■ Exercise task 1 ■
Reproduce the passage from the article on the Florida Atlantic University marching band, from "Sparks, wanting desperately" up to and including "began daily practices.".
■ Exercise task 2 ■
Go on writing the article about the Florida Atlantic University marching band, picking up right after its final sentence.

■ Quoted text ■
>>>>>

FAU's band grows out of its straw hats

Thursday, September 27, 2007

They're not exactly Ohio State University or the USC Trojans or the Southern University Human Jukebox.

But on a field in Fort Lauderdale, the crowd and fervor growing with each football season, the Florida Atlantic University marching band has come a long way from its Hawaiian shirts, khaki pants and straw hats.

They've gone from shabby to chic.

"To have a band, period, is just huge," said Sean Murray, FAU's associate director of bands. "It adds so much more to the games."

And George Sparks, FAU's school of arts director, said, "The development of the team and the development of the band very much go hand in hand.

"I love to watch them."

Sparks, a professional musician and professor at FAU, was the impetus behind the band back in 2002.

"That first year, our budget was very, very small," he said.

Sparks, wanting desperately to have a marching band on the field for the new Owls team, encouraged all of the students in his concert band to take up marching.

He bought the right instruments - baritones, woodwinds, percussion - and began daily practices.

But there was a problem. A big one.

What to wear?

Members outfitted for $50 a pop

Sparks didn't have money for uniforms, which can cost well more than $500 per performer.

"I went on the Internet and found Hawaiian shirts," he said. "We really wanted something with owls on them, but we couldn't find anything off the rack."

He found khaki pants at a restaurant supply store. And straw hats with a blue cloth band that read "FAU."

<<<<<

■ Information provided ■
>>>>>

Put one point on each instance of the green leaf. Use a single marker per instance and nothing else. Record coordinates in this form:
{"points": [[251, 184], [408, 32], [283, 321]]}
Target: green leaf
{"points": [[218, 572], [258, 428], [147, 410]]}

<<<<<

■ Exercise answer 1 ■
Sparks, wanting desperately to have a marching band on the field for the new Owls team, encouraged all of the students in his concert band to take up marching.

He bought the right instruments - baritones, woodwinds, percussion - and began daily practices.

■ Exercise answer 2 ■
Sparks outfitted the band members for $50 a pop, and that was the uniform for the marching band until two seasons ago, 2005-06.

Murray, who got his undergrad, master's and doctoral degrees at Florida State, came on board the next year.

"It's absolutely growing," he said. "We're going out in the community and doing events. I spend a lot of time recruiting in the spring."

About 80 percent, or about 48 of the 60 marching band members, are not music majors, Murray said. And the band still doesn't have the money to travel to very many away games.

"We're not working on a $100,000 budget or anything," he said. "The only game we're looking to travel to is the UF game."

It's good to have priorities.

Fight song, alma mater, sousaphone

This year, with his 60 students, the FAU marching band will perform at every home football game. (The next one will be at 4 p.m. Oct. 6 against the University of South Florida.)

And FAU might still be more of a commuter school, but it's trying to amp up the college mainstays.

There's a fight song with this clever line: There's football in paradise. There's an alma mater. There's a sousaphone and those really big drums.

Am I impressing you with my marching band knowledge?

For Sparks, the guy who pushed for all this from the very beginning, the changes are impressive. A marching band is a long-lasting college tradition, and Sparks knows this firsthand.

He's a University of Michigan guy - where the halftime show can be every bit as entertaining as the game.

"We've been lucky," Sparks said. "I think the main thing is the quality has improved. At FAU, we're still developing the tradition."

But Hawaiian shirts, khaki pants and straw hats?

What a great place to start.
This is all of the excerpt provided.